What to work on:
Reproduce the part of the homebirth abstract starting with "The discourse of homebirth as" and going on through "safe during birth.", word for word.

Homebirth and birth advocacy: visual anthropology of homebirth in Slovenia  
Nika Senica (University of Muenster)

Paper short abstract:

The discourse of homebirth as unsafe reached its peak during the pandemic in 2020. Birth attendants were adamant about how dangerous this is, as women continued the practice because they felt much safer at home. Using a visual ethnographic approach, I explored what it means to be safe during birth.

Paper long abstract:

Seen as an alternative to dominant hospital birth, many women and birth advocates in Slovenia want the accessibility of homebirth to be part of the norm, included in the public health care system. The visibility of issues like obstetric violence and birth trauma has reached its peak during the COVID-19 pandemic; at one point homebirth became illegal for one month in 2020, as well as women’s partners not being allowed to be present in hospitals. The discourse of homebirth is, to say the least, a contentious matter for the public and the healthcare system, further amplified by the media.

Record extracts:
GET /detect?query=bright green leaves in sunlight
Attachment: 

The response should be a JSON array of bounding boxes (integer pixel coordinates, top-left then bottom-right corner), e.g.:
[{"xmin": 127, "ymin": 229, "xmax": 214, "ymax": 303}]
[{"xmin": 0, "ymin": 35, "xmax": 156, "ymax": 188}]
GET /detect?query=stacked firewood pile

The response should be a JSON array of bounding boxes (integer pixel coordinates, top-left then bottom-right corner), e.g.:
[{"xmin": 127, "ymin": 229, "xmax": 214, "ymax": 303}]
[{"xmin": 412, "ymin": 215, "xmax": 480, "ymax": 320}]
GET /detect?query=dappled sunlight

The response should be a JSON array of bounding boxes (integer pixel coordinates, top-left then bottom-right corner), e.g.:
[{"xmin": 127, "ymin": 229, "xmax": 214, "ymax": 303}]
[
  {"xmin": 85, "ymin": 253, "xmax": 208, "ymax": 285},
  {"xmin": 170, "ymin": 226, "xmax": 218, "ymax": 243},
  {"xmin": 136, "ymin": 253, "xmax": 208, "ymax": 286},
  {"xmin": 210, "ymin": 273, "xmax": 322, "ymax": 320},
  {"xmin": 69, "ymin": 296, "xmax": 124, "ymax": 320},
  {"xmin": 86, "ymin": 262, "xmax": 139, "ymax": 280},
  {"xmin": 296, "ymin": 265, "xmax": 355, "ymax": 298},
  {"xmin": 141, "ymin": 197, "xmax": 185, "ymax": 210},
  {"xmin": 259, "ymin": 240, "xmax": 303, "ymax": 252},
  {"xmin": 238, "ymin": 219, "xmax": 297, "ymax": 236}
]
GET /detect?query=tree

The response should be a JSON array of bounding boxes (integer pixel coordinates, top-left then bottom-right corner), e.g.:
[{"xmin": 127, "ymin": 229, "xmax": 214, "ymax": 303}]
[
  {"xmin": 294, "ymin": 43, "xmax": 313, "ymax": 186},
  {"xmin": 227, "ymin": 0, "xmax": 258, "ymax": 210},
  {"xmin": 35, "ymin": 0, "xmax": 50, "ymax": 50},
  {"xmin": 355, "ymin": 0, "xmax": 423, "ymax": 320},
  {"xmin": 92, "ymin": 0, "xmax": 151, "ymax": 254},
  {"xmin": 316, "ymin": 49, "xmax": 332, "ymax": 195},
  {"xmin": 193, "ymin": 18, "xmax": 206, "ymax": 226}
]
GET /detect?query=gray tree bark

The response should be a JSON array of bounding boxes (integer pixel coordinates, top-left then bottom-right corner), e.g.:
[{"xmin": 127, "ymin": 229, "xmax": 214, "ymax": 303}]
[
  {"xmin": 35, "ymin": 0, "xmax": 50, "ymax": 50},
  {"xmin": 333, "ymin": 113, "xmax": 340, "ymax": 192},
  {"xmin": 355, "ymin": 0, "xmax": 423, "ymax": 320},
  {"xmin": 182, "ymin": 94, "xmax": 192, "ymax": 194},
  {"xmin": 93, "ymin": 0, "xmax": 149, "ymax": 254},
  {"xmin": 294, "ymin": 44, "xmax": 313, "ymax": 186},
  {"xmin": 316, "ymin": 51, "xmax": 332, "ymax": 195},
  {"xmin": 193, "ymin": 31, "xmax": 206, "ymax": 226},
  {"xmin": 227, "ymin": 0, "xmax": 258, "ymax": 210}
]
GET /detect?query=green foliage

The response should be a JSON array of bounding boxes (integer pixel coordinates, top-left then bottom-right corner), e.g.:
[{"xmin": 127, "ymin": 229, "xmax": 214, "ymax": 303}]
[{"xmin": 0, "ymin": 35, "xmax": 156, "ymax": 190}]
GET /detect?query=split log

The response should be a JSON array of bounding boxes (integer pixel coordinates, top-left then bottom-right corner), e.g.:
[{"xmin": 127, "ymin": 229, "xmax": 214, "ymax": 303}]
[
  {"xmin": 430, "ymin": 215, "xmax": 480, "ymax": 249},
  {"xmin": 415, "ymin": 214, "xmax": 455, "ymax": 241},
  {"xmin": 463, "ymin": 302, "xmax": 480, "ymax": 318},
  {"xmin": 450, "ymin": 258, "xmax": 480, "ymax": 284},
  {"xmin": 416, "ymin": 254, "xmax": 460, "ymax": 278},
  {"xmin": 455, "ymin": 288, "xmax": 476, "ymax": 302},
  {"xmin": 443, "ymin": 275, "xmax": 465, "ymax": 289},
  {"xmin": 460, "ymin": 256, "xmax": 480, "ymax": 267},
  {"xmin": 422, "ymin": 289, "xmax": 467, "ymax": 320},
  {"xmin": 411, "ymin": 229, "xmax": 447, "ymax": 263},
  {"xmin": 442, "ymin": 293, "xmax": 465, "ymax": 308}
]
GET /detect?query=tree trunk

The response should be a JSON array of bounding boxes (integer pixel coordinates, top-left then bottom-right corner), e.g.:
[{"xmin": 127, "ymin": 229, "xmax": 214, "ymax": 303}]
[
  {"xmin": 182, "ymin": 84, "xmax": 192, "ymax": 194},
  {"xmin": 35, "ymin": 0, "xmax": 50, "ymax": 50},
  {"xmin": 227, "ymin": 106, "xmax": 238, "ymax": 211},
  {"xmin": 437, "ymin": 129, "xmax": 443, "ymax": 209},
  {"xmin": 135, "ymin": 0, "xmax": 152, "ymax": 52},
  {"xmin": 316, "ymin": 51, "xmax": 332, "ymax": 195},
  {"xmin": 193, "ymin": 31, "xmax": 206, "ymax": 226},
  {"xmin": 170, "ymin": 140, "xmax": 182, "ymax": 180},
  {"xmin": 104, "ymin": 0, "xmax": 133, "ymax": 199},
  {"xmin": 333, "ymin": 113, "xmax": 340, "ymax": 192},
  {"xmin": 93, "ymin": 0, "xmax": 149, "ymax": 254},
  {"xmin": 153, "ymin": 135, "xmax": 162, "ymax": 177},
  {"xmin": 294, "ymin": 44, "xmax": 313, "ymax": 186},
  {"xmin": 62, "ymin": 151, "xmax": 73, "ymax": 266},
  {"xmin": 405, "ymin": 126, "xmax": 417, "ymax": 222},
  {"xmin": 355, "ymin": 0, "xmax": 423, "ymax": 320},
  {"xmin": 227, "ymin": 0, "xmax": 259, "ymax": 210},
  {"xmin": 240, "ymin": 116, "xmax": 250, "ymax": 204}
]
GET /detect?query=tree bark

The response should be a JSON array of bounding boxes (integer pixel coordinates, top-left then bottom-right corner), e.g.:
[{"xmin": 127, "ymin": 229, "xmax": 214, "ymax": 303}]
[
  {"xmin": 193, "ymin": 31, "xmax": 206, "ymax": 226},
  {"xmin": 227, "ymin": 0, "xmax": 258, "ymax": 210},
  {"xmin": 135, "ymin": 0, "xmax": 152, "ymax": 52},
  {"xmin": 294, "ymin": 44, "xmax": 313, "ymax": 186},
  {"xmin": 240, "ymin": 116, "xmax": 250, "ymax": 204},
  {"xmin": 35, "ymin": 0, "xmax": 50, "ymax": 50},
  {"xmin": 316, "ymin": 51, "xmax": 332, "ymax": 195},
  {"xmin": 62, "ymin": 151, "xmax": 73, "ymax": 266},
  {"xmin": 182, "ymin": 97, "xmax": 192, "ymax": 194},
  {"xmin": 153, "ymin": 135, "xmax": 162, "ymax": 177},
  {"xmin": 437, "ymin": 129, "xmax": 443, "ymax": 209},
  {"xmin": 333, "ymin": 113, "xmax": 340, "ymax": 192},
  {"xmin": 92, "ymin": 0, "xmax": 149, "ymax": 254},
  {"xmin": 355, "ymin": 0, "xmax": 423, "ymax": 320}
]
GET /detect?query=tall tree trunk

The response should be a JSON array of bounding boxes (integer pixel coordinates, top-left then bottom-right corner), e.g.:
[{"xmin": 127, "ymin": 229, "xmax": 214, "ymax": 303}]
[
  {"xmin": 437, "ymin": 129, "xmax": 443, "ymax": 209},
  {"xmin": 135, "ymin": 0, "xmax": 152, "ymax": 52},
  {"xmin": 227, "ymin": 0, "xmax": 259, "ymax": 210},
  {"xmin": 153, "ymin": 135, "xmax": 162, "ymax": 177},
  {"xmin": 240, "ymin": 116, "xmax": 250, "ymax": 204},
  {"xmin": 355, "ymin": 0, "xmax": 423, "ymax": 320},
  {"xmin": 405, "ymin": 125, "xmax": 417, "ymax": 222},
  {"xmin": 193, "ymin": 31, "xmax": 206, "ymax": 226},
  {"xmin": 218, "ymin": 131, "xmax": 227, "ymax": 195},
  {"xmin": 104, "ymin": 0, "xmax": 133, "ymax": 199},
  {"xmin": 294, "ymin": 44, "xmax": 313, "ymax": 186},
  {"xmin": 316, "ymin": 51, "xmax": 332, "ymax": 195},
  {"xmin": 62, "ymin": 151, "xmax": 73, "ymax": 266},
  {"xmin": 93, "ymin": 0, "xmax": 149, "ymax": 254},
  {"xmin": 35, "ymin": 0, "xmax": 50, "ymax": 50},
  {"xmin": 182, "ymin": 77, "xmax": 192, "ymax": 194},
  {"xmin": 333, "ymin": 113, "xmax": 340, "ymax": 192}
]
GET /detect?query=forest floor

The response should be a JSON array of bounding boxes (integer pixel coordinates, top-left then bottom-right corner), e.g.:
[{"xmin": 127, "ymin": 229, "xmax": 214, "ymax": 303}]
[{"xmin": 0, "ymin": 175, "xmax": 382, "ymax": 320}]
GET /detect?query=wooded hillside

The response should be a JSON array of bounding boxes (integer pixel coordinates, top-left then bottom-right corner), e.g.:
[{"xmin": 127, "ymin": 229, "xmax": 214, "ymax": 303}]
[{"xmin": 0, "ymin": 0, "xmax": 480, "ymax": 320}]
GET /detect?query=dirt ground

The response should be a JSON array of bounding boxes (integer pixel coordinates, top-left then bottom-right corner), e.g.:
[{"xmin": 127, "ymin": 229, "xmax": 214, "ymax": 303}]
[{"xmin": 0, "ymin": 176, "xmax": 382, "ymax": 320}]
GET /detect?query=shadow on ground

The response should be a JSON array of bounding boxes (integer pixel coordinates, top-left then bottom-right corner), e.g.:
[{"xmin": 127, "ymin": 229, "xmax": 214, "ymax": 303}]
==
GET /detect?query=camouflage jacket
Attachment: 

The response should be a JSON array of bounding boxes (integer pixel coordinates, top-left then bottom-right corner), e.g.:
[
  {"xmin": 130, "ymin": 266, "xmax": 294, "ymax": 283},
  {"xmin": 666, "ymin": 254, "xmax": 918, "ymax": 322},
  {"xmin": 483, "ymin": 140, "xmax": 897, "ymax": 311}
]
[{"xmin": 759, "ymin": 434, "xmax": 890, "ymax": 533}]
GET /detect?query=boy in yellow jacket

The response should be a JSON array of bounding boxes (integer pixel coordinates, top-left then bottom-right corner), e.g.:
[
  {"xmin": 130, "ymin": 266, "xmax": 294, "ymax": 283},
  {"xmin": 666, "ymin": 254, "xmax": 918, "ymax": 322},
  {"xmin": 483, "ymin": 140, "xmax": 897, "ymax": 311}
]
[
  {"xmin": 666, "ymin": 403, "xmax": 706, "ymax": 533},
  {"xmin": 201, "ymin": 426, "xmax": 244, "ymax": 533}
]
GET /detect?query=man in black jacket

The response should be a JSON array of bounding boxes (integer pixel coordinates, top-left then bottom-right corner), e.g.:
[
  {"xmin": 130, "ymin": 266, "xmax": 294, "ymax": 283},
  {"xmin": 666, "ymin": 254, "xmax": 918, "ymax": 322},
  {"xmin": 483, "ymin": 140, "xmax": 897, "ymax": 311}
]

Solution for this problem:
The discourse of homebirth as unsafe reached its peak during the pandemic in 2020. Birth attendants were adamant about how dangerous this is, as women continued the practice because they felt much safer at home. Using a visual ethnographic approach, I explored what it means to be safe during birth.